Position identification records
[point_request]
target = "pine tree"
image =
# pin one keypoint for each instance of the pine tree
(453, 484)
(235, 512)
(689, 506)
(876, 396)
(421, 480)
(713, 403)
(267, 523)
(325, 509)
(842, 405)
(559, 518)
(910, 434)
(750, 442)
* * *
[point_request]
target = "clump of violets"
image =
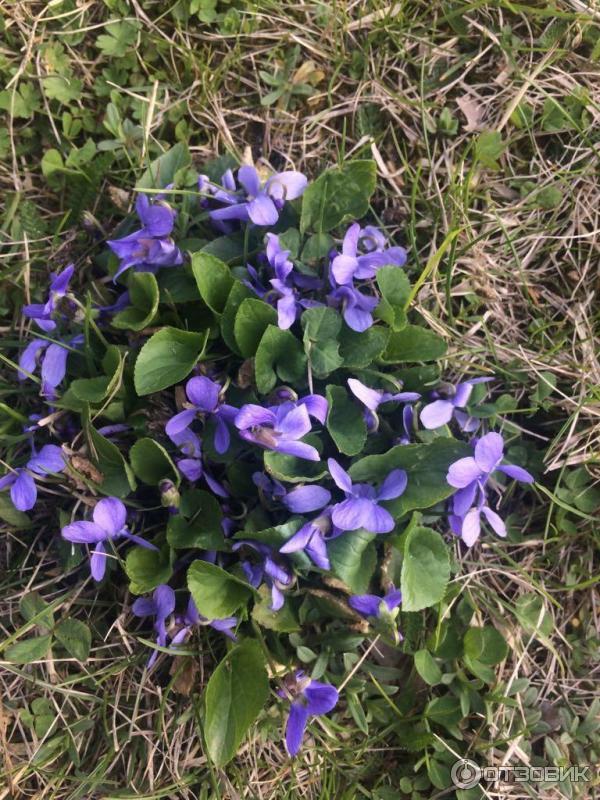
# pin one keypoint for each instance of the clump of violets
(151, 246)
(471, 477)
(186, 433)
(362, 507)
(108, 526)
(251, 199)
---
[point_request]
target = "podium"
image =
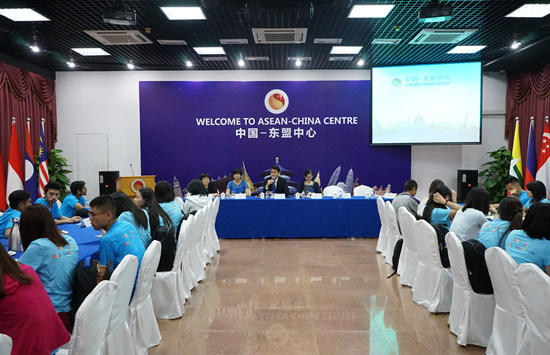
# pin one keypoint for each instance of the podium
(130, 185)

Request
Locate every line in the items above that contains the word "pine". Copy each of those lines.

The completed task
target = "pine tree"
# pin one keypoint for each instance of the pine tree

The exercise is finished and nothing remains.